Exercise instructions:
Filter the material below down to the lines containing the word "door".

Data to examine:

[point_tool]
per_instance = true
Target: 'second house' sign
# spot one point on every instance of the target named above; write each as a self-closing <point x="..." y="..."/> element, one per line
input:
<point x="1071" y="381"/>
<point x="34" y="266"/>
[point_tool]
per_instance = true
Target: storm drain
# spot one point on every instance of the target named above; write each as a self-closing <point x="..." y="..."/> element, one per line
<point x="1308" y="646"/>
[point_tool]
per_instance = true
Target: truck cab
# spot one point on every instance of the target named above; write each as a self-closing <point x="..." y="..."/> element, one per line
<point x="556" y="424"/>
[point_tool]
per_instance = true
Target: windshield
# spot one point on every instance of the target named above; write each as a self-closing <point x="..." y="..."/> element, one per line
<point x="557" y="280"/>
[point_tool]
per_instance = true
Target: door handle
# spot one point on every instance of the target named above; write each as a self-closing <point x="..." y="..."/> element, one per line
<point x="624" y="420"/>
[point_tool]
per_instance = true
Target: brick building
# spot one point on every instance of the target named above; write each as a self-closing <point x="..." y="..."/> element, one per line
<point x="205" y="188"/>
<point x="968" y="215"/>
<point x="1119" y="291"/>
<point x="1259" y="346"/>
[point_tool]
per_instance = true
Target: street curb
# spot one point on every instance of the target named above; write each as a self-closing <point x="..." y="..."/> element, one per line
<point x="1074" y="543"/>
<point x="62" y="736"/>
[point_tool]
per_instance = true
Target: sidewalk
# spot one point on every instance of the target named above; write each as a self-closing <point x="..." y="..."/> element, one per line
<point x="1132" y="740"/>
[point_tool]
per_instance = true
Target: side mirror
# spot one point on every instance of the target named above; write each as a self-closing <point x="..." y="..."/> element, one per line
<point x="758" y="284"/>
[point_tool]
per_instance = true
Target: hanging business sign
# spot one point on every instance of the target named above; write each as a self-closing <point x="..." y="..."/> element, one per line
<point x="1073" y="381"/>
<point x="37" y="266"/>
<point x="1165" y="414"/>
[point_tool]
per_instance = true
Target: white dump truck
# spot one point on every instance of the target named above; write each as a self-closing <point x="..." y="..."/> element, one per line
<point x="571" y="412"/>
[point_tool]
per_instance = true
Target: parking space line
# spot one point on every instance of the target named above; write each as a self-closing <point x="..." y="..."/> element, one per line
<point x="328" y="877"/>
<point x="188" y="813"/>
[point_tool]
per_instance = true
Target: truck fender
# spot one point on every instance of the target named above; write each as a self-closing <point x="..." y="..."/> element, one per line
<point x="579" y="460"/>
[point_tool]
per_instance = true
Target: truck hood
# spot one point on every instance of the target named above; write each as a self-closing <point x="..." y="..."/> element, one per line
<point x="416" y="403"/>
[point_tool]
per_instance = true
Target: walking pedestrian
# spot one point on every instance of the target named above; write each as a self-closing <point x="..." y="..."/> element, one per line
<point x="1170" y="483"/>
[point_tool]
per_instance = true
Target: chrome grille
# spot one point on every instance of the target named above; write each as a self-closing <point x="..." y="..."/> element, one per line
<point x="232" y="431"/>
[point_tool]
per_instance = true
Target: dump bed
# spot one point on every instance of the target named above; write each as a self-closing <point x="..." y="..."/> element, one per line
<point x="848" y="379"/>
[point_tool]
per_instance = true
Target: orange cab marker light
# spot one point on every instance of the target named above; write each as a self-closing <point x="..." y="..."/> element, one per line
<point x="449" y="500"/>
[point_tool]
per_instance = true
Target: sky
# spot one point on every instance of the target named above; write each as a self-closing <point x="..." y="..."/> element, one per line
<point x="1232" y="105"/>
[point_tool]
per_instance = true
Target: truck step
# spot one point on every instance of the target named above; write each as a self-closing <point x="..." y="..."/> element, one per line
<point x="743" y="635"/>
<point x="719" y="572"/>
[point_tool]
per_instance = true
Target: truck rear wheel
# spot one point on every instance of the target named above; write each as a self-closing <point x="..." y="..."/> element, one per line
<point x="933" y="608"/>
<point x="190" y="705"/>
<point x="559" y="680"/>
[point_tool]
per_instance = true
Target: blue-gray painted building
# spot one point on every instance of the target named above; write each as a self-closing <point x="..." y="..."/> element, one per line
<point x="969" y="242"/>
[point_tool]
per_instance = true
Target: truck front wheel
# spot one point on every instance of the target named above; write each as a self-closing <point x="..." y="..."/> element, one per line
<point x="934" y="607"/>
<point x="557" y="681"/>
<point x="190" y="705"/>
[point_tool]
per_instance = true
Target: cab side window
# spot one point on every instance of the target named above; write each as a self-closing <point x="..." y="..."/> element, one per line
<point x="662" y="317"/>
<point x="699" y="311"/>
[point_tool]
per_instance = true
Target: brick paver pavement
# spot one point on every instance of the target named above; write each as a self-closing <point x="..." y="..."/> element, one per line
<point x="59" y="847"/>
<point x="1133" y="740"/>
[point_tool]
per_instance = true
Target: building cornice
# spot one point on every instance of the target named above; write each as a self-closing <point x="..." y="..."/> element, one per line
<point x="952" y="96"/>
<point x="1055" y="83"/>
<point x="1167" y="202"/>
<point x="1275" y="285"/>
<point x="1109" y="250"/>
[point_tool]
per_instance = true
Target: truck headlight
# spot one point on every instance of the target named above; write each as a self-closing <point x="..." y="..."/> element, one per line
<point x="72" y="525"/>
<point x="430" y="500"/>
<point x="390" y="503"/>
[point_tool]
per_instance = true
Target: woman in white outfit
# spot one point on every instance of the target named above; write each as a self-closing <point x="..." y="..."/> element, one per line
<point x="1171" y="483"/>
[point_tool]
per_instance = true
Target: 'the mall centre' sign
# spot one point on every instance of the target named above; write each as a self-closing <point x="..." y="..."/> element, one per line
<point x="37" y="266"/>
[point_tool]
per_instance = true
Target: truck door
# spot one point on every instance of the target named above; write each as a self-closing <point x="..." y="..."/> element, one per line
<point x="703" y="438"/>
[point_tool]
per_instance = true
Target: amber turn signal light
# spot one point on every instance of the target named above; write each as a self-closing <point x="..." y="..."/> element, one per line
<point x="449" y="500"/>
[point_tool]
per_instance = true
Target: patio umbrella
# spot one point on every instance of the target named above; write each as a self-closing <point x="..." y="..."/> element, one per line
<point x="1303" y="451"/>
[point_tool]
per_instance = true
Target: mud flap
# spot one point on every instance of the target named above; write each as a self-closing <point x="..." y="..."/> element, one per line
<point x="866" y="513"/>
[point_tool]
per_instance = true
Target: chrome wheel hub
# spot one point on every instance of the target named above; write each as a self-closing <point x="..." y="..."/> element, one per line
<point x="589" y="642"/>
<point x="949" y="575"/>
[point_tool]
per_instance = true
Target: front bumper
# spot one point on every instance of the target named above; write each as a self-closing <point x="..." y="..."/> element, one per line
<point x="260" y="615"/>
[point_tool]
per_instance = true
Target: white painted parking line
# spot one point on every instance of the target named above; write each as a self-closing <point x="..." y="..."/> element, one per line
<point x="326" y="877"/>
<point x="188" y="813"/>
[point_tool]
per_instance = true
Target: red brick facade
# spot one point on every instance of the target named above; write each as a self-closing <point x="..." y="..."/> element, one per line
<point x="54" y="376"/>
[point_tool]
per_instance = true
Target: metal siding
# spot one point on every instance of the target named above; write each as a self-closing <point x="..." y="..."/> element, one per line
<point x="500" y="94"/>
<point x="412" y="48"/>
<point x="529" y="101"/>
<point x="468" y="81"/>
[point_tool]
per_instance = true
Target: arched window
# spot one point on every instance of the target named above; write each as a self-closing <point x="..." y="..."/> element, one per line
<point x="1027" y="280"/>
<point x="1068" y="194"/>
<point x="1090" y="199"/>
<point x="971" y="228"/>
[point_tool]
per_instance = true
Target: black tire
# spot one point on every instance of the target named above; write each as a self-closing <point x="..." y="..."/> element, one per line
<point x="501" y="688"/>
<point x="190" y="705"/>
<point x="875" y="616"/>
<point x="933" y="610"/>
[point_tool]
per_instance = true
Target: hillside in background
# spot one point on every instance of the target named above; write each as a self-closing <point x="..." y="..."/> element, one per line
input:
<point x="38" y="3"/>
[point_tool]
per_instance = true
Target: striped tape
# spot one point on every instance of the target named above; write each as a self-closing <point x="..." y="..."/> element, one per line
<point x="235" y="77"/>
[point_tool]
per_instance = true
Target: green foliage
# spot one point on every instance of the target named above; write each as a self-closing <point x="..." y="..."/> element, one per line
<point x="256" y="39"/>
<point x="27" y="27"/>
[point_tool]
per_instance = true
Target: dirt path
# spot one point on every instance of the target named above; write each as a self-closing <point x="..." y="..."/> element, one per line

The completed task:
Target: door handle
Target: truck door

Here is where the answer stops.